Source data
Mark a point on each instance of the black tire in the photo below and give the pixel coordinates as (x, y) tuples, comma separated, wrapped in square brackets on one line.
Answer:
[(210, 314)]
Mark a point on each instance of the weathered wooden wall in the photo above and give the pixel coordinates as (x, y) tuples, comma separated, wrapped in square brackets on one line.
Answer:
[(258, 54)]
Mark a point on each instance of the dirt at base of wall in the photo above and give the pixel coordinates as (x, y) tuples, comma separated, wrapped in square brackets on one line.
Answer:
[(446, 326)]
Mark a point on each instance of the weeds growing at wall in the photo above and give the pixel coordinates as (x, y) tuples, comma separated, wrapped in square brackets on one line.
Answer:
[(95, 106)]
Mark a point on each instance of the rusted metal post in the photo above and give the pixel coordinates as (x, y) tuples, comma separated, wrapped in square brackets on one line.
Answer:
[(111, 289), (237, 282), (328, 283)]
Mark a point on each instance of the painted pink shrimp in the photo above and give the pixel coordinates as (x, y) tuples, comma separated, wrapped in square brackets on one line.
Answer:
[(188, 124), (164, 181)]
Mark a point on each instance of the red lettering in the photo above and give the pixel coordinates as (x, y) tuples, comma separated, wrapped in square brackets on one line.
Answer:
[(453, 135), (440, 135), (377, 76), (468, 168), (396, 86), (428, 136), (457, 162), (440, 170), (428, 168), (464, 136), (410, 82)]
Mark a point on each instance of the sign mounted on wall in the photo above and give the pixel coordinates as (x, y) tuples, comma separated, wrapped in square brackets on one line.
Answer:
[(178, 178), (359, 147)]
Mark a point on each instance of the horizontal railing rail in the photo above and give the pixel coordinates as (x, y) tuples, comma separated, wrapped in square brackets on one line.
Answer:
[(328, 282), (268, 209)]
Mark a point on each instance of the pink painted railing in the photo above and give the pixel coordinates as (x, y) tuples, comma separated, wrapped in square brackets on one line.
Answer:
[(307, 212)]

Your task: Quote the records above exactly, from the first line through the line containing "Mark a point on each instance of the dirt", and nothing more.

Exercise solution:
Mark a point on each instance of the black tire in the photo below and give the pixel coordinates as (x, y) tuples, comma separated, wrapped in square brackets on one line.
Answer:
[(210, 314)]
Mark a point on each instance of the weathered wooden wall in the photo above and give the pixel coordinates as (x, y) tuples, comma separated, wrapped in square brackets on one line.
Answer:
[(258, 54)]
Mark a point on each instance of the dirt at base of wall in the photo above and give the pixel coordinates as (x, y) tuples, comma separated, wrapped in square brackets on one line.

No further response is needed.